***** Study material *****

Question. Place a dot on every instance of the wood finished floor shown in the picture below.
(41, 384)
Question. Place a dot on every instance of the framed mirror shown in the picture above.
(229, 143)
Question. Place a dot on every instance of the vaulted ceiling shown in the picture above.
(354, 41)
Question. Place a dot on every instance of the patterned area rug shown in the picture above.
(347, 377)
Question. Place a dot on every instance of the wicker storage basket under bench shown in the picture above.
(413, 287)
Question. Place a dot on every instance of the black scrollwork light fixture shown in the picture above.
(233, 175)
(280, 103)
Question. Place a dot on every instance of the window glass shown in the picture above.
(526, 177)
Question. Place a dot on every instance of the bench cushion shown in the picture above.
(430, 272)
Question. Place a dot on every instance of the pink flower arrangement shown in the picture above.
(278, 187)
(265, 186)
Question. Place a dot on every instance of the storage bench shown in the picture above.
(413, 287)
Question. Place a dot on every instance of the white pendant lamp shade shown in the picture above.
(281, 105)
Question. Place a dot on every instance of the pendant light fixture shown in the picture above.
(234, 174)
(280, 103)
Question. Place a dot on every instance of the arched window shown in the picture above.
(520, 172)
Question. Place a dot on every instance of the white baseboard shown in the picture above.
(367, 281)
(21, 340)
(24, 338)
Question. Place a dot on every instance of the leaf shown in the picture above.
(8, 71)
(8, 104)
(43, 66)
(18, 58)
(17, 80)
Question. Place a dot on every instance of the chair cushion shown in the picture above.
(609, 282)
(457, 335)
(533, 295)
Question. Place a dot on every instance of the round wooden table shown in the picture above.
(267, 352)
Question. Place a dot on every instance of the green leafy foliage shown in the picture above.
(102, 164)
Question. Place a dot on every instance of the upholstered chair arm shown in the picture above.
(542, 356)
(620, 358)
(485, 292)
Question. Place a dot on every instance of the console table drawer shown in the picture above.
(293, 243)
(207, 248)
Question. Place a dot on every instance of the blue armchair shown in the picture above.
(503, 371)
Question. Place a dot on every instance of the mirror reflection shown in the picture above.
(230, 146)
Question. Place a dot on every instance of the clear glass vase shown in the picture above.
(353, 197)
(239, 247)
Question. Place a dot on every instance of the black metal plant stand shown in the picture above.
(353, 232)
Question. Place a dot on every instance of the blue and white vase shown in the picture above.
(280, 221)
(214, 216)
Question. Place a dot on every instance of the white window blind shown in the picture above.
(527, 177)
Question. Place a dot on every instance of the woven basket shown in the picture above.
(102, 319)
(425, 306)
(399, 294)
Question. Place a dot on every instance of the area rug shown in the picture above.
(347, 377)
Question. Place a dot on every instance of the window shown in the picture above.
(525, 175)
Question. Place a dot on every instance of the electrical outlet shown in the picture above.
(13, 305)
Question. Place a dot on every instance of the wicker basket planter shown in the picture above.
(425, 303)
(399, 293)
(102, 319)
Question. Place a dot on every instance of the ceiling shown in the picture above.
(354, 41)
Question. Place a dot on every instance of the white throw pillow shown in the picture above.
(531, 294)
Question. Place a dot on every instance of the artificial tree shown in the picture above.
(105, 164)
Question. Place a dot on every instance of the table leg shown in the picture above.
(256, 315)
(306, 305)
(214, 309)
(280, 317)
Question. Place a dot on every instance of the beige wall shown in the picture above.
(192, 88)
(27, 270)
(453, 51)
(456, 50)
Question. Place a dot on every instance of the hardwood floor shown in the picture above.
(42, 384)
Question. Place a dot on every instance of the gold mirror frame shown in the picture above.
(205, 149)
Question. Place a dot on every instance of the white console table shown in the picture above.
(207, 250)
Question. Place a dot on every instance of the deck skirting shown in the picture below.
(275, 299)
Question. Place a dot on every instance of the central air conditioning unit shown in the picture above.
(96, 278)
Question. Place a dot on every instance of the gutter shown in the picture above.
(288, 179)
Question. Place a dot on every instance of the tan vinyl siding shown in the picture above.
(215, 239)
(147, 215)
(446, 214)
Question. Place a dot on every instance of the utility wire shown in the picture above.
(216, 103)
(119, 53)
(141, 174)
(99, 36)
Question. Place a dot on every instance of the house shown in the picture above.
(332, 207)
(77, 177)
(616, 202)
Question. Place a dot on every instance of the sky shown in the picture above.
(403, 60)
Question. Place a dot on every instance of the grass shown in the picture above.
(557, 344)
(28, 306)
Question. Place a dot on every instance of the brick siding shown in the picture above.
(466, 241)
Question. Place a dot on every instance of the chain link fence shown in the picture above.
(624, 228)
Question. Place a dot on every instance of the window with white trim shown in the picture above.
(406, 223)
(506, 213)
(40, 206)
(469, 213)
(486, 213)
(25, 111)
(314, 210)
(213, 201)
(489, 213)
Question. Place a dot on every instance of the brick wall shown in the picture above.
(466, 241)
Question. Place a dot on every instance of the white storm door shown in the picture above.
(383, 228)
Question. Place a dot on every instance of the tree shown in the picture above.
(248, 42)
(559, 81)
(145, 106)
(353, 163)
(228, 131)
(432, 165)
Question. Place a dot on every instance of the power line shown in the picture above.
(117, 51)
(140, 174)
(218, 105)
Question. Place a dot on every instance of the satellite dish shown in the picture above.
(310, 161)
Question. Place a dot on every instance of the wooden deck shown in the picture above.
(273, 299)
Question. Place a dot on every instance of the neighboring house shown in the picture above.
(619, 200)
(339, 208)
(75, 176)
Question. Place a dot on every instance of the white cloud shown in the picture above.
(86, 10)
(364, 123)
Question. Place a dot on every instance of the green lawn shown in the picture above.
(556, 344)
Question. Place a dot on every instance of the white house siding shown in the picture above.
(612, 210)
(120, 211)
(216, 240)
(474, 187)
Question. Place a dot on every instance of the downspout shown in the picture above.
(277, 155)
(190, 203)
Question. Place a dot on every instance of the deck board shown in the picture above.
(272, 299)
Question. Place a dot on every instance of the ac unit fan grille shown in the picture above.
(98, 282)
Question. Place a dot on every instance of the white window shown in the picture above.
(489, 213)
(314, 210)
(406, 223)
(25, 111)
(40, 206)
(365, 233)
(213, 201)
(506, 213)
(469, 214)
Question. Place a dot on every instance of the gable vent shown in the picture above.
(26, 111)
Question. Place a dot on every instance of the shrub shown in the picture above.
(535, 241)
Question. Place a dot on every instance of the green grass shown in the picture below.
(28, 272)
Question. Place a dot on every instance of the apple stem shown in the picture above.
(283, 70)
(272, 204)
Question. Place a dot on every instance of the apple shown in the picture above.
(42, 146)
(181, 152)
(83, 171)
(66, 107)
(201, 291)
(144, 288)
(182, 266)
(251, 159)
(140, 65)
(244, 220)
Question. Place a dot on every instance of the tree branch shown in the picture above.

*****

:: What you have to do ::
Nothing but the lines from the one holding "Question. Place a dot on every instance of the gable" to the end of the entries should be output, each exactly as it appears.

:: Response below ::
Question. Place a dot on every instance of the gable vent shown in the picture above.
(26, 111)
Question. Place a dot on every instance of the shrub shown in the picture above.
(535, 241)
Question. Place a dot on every instance of the green grass shown in the picture below.
(28, 272)
Question. Place a dot on every instance of the apple stem shown in the picture above.
(283, 70)
(272, 204)
Question. Place a dot on every instance of the apple shown in the picture above.
(42, 146)
(181, 152)
(83, 171)
(66, 107)
(201, 291)
(144, 288)
(182, 266)
(251, 159)
(140, 65)
(244, 220)
Question. Place a dot on every instance of the tree branch shown in the picture above.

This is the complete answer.